> [PROBLEM DESCRIPTION]
Return all entries word for word, but drop any images.

— start of PROVIDED MATERIAL —

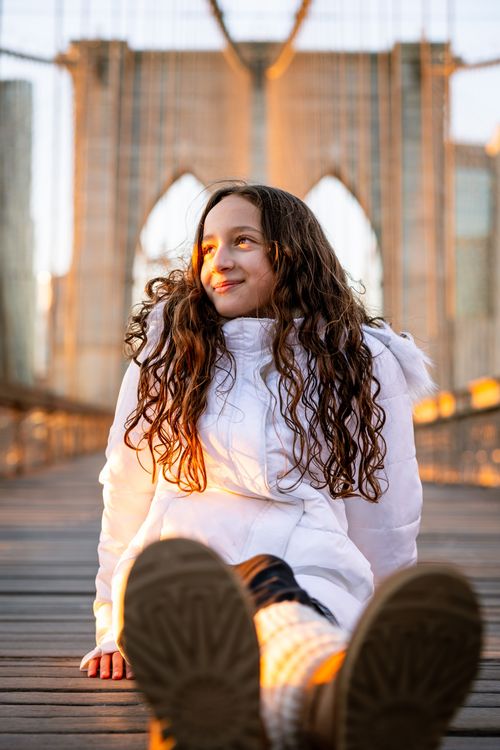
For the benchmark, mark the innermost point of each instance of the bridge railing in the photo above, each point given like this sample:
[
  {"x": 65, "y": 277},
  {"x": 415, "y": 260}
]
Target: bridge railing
[
  {"x": 39, "y": 428},
  {"x": 458, "y": 435}
]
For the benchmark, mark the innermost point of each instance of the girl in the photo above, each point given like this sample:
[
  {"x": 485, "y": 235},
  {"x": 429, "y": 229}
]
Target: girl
[{"x": 263, "y": 431}]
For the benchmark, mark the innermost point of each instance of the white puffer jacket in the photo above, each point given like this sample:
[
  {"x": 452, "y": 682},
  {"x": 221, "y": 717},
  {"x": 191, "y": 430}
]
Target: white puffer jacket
[{"x": 337, "y": 549}]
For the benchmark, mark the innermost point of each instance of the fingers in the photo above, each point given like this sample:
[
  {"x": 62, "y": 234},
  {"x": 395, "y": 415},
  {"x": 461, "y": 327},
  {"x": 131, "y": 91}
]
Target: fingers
[
  {"x": 105, "y": 666},
  {"x": 110, "y": 665},
  {"x": 117, "y": 661},
  {"x": 93, "y": 667}
]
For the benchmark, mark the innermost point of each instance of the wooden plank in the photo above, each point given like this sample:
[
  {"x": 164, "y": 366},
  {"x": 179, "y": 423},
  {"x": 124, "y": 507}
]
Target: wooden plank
[
  {"x": 47, "y": 569},
  {"x": 71, "y": 741}
]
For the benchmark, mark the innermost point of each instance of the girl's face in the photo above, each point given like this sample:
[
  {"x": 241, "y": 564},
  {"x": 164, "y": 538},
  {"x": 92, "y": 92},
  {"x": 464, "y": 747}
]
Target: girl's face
[{"x": 236, "y": 273}]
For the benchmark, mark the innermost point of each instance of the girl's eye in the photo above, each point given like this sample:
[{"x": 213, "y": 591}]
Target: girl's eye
[{"x": 243, "y": 240}]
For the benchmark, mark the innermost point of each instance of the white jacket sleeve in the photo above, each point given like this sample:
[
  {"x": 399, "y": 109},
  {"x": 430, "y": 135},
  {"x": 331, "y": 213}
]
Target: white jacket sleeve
[
  {"x": 128, "y": 490},
  {"x": 386, "y": 532}
]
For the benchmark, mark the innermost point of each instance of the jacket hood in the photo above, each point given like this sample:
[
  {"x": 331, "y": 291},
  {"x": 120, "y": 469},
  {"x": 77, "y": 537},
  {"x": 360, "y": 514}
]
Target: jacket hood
[{"x": 413, "y": 361}]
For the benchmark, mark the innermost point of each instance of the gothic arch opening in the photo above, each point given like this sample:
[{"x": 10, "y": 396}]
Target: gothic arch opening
[
  {"x": 351, "y": 234},
  {"x": 166, "y": 239}
]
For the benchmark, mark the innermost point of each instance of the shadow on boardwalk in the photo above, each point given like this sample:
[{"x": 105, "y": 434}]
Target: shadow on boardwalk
[{"x": 50, "y": 524}]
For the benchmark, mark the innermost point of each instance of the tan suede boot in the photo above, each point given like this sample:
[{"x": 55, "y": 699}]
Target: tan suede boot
[
  {"x": 189, "y": 635},
  {"x": 407, "y": 669}
]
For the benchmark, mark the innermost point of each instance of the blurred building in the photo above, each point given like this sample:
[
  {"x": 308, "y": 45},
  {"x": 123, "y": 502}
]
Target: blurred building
[{"x": 17, "y": 282}]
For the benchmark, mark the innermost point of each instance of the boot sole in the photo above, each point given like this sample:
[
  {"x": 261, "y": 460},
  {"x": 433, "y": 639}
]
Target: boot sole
[
  {"x": 189, "y": 635},
  {"x": 410, "y": 662}
]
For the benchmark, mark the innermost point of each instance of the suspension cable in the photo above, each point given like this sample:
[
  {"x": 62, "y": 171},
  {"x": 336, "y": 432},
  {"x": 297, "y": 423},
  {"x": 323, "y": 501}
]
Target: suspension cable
[
  {"x": 26, "y": 56},
  {"x": 286, "y": 51}
]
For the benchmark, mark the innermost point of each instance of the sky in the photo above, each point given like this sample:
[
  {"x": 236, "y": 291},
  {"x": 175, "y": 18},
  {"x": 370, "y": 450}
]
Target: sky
[{"x": 45, "y": 27}]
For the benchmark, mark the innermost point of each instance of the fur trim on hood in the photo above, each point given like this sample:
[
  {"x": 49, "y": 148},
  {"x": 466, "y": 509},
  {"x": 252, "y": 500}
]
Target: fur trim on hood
[{"x": 413, "y": 361}]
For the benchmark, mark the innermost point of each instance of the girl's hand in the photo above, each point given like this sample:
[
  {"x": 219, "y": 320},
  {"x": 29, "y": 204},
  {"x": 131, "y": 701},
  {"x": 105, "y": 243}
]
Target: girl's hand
[{"x": 110, "y": 665}]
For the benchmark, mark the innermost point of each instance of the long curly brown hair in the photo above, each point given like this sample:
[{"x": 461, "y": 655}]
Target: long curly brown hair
[{"x": 338, "y": 386}]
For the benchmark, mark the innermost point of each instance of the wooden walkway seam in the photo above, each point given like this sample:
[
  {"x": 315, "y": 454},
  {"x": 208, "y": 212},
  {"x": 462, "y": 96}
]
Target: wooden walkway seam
[{"x": 48, "y": 537}]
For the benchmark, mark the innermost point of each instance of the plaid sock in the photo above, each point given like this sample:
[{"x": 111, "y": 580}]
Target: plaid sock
[{"x": 294, "y": 640}]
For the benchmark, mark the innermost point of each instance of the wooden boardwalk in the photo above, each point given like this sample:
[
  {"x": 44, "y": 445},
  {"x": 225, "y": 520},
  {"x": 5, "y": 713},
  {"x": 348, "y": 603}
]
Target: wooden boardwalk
[{"x": 49, "y": 529}]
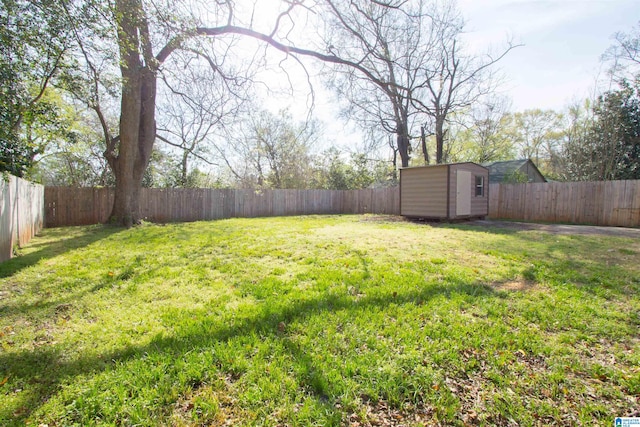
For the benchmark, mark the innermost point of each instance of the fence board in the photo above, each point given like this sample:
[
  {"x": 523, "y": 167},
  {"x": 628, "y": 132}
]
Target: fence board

— end of PROVIDED MATERIAL —

> [RESULT BELOW]
For the benchmark, mark the innermost point of each instance of the bridge railing in the photo above, each point given like this sample:
[
  {"x": 65, "y": 277},
  {"x": 415, "y": 260}
]
Target: bridge railing
[
  {"x": 39, "y": 428},
  {"x": 458, "y": 435}
]
For the benchmark, mark the innermost point of each instance of the girl in the photo above, each point given like this sample:
[
  {"x": 485, "y": 235},
  {"x": 429, "y": 229}
]
Target: girl
[{"x": 263, "y": 431}]
For the benchmark, mark the innermost point of each instance of the white puffer jacket in the photo above, each point given like this sample:
[
  {"x": 452, "y": 682},
  {"x": 221, "y": 717},
  {"x": 191, "y": 430}
]
Target: white puffer jacket
[{"x": 337, "y": 549}]
For the benchmark, mark the innermost point of each instance of the fingers in the photo above, each point given like this sample:
[
  {"x": 62, "y": 234},
  {"x": 395, "y": 415},
  {"x": 461, "y": 327},
  {"x": 131, "y": 91}
]
Target: fingers
[
  {"x": 105, "y": 666},
  {"x": 110, "y": 665},
  {"x": 117, "y": 661},
  {"x": 93, "y": 667}
]
For the benchmark, mark the innermost point of each instance of the wooden plank in the photo above, each point given like this sample:
[
  {"x": 164, "y": 366},
  {"x": 179, "y": 423},
  {"x": 124, "y": 507}
]
Target: wooden plank
[
  {"x": 47, "y": 569},
  {"x": 71, "y": 741}
]
For the benchmark, mark the innermost point of each instance of the girl's face in the photo above, each point given like this sample:
[
  {"x": 241, "y": 564},
  {"x": 164, "y": 538},
  {"x": 92, "y": 92},
  {"x": 464, "y": 747}
]
Target: girl's face
[{"x": 236, "y": 273}]
For the benchmark, mark the innermost point of each instance of the girl's eye in the photo above, each point given like this sample:
[{"x": 213, "y": 591}]
Target: girl's eye
[{"x": 243, "y": 240}]
For the benchmark, mark the innermost point of each instance of the white jacket sleeve in the photo above, each point given like this sample:
[
  {"x": 399, "y": 109},
  {"x": 430, "y": 135},
  {"x": 331, "y": 213}
]
Target: white jacket sleeve
[
  {"x": 128, "y": 490},
  {"x": 386, "y": 532}
]
For the benchmark, mark the innermost point of each instance of the jacket hood in the photo above, each point given like this sample:
[
  {"x": 331, "y": 291},
  {"x": 120, "y": 469},
  {"x": 77, "y": 537},
  {"x": 360, "y": 514}
]
Target: jacket hood
[{"x": 413, "y": 361}]
For the benchmark, mark the innermost point of each instance of the gothic arch opening in the photo above, each point given like this sample:
[{"x": 10, "y": 396}]
Target: gothic arch opening
[
  {"x": 351, "y": 234},
  {"x": 166, "y": 239}
]
For the benchmark, mark the innermost point of each instance of the shadow on boardwalk in the photo above, each point given like this sample:
[{"x": 105, "y": 434}]
Target: shadow on boardwalk
[{"x": 50, "y": 524}]
For the benchmark, mark the innermost point of each instance of the tan suede boot in the photo above, each point given like this sample:
[{"x": 55, "y": 699}]
Target: tan suede boot
[
  {"x": 189, "y": 635},
  {"x": 407, "y": 669}
]
For the benchmark, mark the innermost point of each instance of the blurred building in the photo above, each point given like this sample:
[
  {"x": 308, "y": 45},
  {"x": 123, "y": 502}
]
Target: blurred building
[{"x": 17, "y": 282}]
For the benchmark, mark the innermost point of each instance of the boot sole in the photo above, each point given like this sample:
[
  {"x": 261, "y": 460},
  {"x": 433, "y": 639}
]
Target: boot sole
[
  {"x": 189, "y": 635},
  {"x": 410, "y": 662}
]
For the benchmark, mark the innermost point of each instance of the suspension cable in the photo above, each point given like this sample:
[
  {"x": 62, "y": 171},
  {"x": 336, "y": 432},
  {"x": 297, "y": 423},
  {"x": 323, "y": 501}
]
Target: suspension cable
[
  {"x": 26, "y": 56},
  {"x": 286, "y": 51}
]
For the benchmark, mark the innermost point of each instance of the sky in the photo above, each point given like this sample:
[
  {"x": 236, "y": 291},
  {"x": 175, "y": 18},
  {"x": 370, "y": 450}
]
Target: sky
[{"x": 45, "y": 27}]
For the benchmark, mark the innermost point of each instance of the fur trim on hood in the photo above, each point given like this sample:
[
  {"x": 49, "y": 148},
  {"x": 466, "y": 509},
  {"x": 252, "y": 500}
]
Target: fur trim on hood
[{"x": 413, "y": 361}]
For the benchmark, mark the innermost point of each instance of the girl's hand in the photo above, each point given like this sample:
[
  {"x": 219, "y": 320},
  {"x": 29, "y": 204},
  {"x": 131, "y": 701},
  {"x": 105, "y": 243}
]
Target: girl's hand
[{"x": 110, "y": 665}]
For the benchmark, mark the innermost point of each instance of the long curly brown hair in the photo above, each point given like this sample:
[{"x": 461, "y": 655}]
Target: long curly brown hair
[{"x": 338, "y": 386}]
For the benchmark, mark the innermost point of each instance of the wooden walkway seam in the photo above, each point given like this sample:
[
  {"x": 315, "y": 454},
  {"x": 208, "y": 212},
  {"x": 462, "y": 96}
]
Target: wooden walkway seam
[{"x": 48, "y": 537}]
For the benchmark, mark the innermost point of each instance of the plaid sock in the photo above, each point given like this sample:
[{"x": 111, "y": 580}]
Target: plaid sock
[{"x": 294, "y": 640}]
For the benchmark, mark the innermost point of each instance of the wooden boardwalk in the photo above, each point given like this sample:
[
  {"x": 44, "y": 445},
  {"x": 225, "y": 520},
  {"x": 5, "y": 713},
  {"x": 348, "y": 603}
]
Target: wooden boardwalk
[{"x": 49, "y": 529}]
For the benchmark, mark the innermost point of each instance of the fence board in the photo above, each point given like this sample:
[
  {"x": 523, "y": 167},
  {"x": 628, "y": 132}
]
Target: fence board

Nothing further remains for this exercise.